*DATASET ENTRIES*

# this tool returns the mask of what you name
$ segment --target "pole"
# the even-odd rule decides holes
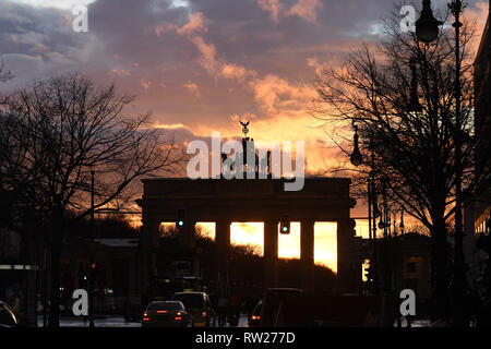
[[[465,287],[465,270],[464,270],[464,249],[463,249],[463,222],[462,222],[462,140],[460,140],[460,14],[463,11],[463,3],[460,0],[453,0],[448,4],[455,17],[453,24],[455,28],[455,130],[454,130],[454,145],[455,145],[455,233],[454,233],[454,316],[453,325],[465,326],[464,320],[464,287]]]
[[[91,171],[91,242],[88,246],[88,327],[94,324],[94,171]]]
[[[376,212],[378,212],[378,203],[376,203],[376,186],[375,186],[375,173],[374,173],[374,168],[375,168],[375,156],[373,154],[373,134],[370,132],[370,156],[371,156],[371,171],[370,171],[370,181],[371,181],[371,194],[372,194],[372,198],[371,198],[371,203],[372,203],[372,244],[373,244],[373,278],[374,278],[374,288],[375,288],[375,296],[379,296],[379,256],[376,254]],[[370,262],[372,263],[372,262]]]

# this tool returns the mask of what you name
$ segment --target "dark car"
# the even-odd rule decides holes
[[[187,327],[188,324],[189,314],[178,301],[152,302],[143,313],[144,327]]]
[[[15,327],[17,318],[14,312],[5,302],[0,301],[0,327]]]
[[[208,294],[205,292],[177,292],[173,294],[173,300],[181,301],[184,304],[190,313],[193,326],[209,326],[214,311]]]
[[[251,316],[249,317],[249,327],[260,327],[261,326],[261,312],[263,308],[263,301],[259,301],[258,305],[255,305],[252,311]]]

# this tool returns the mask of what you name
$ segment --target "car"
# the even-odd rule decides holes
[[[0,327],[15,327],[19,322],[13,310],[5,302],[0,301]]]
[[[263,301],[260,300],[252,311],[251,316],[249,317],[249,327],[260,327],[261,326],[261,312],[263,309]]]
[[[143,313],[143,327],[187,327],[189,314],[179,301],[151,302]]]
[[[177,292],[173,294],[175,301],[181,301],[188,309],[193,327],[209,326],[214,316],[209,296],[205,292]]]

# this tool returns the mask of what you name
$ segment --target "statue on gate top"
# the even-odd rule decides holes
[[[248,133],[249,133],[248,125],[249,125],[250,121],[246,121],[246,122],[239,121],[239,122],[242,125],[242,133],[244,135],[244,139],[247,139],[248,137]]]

*TASK STATEMENT*
Convert the rows into a numbered list. Begin at the first line of the rows, stop after the line that contains "[[[91,171],[91,242],[88,246],[88,327],[94,324],[94,171]]]", and leave out blank lines and pictures.

*OUTPUT FOR THIS EXERCISE*
1. # this tool returns the mask of what you name
2. $ segment --target "pole"
3. # the even-odd rule decides holes
4. [[[465,287],[465,270],[464,270],[464,249],[463,249],[463,222],[462,222],[462,140],[460,140],[460,14],[463,11],[463,3],[460,0],[453,0],[448,4],[455,17],[453,24],[455,28],[455,130],[454,130],[454,145],[455,145],[455,233],[454,233],[454,316],[453,325],[465,326],[464,320],[464,287]]]
5. [[[91,171],[91,242],[88,246],[88,327],[94,324],[94,171]]]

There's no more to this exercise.